=== ACTIVITY ===
Go line by line through the data below, counting each one that has "above", and give the final count only.

Records from a dataset
####

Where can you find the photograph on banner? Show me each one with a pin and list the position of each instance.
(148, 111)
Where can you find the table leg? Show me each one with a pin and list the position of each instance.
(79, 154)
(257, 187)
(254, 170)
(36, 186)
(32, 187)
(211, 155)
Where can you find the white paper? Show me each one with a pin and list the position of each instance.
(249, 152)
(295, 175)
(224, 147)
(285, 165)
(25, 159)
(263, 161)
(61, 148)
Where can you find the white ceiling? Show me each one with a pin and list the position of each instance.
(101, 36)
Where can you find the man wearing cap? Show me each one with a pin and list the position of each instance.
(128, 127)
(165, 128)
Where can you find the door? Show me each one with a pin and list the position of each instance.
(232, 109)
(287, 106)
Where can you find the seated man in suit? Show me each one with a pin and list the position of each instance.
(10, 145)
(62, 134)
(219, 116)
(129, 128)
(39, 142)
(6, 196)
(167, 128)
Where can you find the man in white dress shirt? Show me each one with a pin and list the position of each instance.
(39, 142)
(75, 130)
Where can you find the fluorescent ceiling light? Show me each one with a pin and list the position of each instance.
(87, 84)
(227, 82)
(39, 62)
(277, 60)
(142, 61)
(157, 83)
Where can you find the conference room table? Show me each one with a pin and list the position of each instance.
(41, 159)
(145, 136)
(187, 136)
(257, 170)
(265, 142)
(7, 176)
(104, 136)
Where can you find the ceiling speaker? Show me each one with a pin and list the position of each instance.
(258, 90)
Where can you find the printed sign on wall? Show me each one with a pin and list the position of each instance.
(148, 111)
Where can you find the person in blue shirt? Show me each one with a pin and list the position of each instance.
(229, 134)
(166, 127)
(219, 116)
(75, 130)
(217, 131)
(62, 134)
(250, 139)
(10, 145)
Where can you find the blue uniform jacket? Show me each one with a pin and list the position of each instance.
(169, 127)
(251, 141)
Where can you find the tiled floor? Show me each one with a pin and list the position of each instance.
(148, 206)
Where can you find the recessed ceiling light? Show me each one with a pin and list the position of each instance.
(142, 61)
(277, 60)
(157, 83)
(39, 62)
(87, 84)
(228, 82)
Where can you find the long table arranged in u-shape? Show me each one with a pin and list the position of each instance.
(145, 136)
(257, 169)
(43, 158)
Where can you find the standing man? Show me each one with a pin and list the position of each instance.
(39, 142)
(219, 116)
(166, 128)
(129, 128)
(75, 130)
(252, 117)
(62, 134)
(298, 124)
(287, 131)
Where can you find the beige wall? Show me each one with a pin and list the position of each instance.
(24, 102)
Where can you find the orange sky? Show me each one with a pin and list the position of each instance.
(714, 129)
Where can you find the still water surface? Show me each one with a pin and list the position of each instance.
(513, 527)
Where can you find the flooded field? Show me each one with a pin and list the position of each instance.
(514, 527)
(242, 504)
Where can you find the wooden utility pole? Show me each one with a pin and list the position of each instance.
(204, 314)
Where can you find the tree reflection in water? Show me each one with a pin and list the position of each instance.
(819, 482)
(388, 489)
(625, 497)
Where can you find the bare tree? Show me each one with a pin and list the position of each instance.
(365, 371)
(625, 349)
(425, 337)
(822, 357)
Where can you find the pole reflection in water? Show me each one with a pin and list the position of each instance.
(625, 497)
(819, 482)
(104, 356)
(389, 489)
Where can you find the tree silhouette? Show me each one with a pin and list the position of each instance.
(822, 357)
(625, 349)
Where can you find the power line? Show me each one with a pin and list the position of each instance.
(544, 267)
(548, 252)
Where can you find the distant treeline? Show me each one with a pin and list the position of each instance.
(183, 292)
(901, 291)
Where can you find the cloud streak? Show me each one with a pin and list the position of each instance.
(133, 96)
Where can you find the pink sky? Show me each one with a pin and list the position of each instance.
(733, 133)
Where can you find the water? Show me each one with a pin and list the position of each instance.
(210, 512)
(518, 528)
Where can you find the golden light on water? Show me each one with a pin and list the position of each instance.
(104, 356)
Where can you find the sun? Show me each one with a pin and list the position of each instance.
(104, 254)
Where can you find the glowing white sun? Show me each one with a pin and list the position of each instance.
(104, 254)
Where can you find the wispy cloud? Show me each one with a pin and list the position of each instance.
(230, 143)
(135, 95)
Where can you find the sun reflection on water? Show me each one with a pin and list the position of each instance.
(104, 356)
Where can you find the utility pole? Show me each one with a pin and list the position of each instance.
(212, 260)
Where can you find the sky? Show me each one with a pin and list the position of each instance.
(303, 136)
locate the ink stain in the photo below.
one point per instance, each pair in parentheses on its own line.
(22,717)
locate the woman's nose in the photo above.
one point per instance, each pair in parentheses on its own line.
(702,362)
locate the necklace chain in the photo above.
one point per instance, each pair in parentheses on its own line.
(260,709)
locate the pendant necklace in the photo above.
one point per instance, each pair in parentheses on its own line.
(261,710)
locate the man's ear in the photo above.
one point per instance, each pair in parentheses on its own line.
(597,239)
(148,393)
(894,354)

####

=== OUTPUT FOR THIS TASK ===
4